> **What the task requires**: What lines below include the string "black"? Pick them out and copy them.

> **Data shown**:
..........
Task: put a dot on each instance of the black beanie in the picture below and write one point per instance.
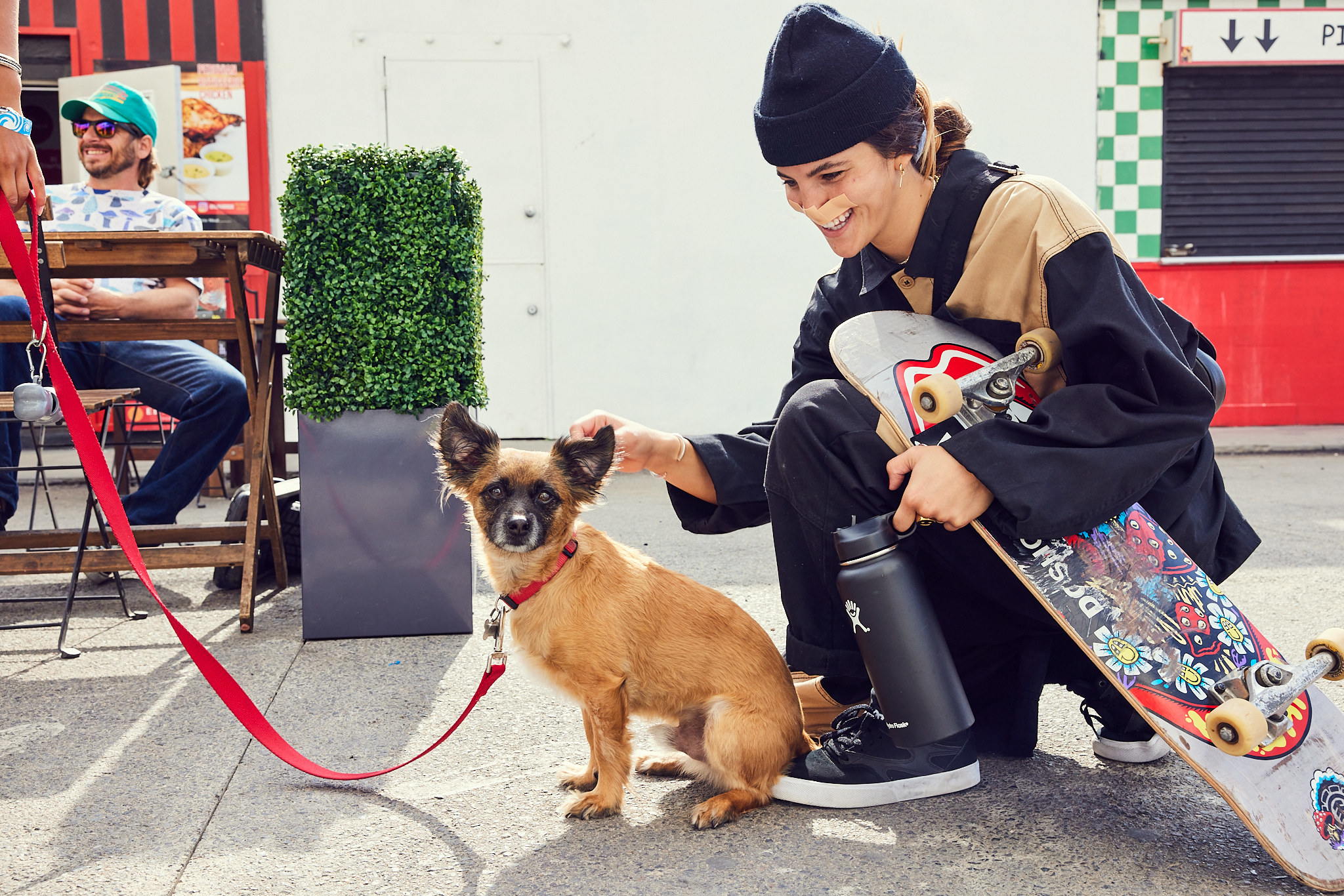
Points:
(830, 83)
..........
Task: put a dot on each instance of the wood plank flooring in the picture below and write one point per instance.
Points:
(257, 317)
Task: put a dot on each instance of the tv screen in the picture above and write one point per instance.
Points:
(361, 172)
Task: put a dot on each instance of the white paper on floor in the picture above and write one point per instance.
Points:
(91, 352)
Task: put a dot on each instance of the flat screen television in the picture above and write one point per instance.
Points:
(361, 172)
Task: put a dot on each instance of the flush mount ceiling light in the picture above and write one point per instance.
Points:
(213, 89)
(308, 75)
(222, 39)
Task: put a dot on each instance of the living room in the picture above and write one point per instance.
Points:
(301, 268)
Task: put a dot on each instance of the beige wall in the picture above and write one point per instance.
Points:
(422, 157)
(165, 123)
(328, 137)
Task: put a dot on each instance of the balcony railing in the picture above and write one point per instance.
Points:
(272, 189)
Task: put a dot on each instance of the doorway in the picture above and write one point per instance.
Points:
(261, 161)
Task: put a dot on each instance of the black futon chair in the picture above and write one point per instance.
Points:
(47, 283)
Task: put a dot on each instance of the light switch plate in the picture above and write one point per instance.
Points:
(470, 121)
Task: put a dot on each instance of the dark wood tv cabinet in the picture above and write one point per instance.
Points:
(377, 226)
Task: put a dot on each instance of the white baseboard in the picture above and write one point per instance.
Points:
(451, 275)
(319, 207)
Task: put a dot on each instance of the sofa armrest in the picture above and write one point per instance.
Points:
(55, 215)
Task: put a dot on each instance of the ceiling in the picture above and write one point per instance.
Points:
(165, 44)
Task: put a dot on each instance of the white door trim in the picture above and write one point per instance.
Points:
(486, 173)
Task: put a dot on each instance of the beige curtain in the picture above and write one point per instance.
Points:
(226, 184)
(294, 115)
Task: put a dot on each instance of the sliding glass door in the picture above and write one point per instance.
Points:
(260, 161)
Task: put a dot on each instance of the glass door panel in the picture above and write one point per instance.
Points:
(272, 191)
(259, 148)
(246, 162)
..........
> **Result**:
Task: put a dot on each instance of the black beanie in the picture below and write one point per instance.
Task: put a dot on each instance of the black futon chair in the picture above and write one point per instance.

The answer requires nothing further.